Stated goal
Can you reproduce the part of the material that opens with the line containing "find the corrugated" and closes with the line containing "left=380, top=457, right=425, bottom=481", adding 102 to every bounding-box coordinate in the answers? Keep the requests and their format samples unchanged, and give only those lines.

══ Dataset rows

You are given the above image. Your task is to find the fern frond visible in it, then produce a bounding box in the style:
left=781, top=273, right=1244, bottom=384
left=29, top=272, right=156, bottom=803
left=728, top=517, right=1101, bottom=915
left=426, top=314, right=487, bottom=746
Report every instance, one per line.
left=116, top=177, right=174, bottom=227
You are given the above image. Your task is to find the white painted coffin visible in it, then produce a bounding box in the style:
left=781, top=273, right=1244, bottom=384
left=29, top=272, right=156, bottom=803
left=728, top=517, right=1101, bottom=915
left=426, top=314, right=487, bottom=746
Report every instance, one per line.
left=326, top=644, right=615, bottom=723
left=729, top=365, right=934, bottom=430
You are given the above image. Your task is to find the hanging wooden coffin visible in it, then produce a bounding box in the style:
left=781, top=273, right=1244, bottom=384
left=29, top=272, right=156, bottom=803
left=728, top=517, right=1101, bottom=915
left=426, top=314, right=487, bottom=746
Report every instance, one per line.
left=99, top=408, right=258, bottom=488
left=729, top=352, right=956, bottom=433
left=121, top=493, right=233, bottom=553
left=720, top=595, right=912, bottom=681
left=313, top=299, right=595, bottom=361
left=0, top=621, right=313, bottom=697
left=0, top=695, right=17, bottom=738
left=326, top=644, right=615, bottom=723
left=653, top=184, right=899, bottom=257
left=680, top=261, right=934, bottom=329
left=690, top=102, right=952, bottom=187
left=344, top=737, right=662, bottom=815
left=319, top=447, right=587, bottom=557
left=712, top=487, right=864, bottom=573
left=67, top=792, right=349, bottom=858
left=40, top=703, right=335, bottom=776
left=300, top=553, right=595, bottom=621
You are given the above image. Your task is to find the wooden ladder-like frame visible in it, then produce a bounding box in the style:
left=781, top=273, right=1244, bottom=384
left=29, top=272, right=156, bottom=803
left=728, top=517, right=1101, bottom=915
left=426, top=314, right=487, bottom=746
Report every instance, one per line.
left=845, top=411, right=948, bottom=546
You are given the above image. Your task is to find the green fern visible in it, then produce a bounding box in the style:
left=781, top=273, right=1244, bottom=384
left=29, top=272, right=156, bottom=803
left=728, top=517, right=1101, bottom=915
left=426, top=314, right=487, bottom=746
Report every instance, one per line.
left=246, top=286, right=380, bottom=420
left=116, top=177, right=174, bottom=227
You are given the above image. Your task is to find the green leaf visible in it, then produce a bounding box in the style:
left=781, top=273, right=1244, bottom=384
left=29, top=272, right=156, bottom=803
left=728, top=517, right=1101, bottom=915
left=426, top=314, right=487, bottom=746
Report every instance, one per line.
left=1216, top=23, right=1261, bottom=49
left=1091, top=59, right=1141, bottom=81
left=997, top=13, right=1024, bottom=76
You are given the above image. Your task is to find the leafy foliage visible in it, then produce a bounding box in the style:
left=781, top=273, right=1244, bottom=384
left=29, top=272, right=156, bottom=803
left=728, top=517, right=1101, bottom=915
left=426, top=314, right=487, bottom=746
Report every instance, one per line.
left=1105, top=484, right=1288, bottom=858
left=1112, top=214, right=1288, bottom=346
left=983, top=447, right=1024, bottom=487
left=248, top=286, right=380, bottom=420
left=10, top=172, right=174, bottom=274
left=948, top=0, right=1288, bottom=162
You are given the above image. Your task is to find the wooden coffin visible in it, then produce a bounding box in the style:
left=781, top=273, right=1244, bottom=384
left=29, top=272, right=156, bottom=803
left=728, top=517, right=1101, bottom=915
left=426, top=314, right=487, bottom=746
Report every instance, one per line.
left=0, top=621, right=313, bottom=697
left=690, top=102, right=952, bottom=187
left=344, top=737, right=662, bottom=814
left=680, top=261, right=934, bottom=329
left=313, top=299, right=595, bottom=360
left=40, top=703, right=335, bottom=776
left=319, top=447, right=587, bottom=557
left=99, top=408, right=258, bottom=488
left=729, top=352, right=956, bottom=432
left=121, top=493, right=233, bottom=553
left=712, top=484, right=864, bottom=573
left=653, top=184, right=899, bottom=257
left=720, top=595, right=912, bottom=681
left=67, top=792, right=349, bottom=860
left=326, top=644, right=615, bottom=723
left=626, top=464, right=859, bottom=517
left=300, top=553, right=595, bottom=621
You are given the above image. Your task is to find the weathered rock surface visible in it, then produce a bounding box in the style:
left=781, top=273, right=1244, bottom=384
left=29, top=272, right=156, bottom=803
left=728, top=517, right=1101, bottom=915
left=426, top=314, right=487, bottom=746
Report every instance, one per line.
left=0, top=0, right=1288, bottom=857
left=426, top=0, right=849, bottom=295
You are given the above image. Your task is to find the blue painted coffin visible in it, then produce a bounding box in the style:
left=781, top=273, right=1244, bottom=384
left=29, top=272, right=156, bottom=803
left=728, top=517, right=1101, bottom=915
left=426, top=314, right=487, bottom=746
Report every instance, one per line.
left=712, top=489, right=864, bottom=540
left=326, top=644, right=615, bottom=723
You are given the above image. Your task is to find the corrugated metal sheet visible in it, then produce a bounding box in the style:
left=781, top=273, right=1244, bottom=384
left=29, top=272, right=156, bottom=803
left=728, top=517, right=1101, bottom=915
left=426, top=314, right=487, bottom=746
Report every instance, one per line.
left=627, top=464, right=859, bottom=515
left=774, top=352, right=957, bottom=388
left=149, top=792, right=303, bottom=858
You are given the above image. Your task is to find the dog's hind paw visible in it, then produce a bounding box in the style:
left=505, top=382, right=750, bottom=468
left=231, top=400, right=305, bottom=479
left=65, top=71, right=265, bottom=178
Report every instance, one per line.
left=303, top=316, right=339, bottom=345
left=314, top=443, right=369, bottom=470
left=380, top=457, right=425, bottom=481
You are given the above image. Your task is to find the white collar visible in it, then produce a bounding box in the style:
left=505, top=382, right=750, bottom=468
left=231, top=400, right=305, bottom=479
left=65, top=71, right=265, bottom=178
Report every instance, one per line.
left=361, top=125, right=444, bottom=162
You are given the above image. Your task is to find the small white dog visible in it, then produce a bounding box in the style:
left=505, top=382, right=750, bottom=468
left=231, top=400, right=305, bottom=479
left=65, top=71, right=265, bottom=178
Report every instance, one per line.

════

Problem solution
You are given the above image. Your task is to find the corrugated metal sheet visible in it, then produce a bounding box in the style:
left=781, top=273, right=1244, bottom=384
left=29, top=272, right=156, bottom=803
left=728, top=517, right=1101, bottom=915
left=426, top=314, right=487, bottom=746
Report every instance, one per line.
left=729, top=566, right=961, bottom=617
left=876, top=454, right=1059, bottom=490
left=251, top=894, right=405, bottom=960
You are given the above image. Your task is to find the dog's hind paw visible in it, then produce a bounding box in the style:
left=505, top=382, right=750, bottom=468
left=231, top=400, right=305, bottom=479
left=65, top=71, right=265, bottom=178
Report every instance, one per line.
left=405, top=418, right=441, bottom=447
left=416, top=545, right=471, bottom=572
left=482, top=559, right=527, bottom=583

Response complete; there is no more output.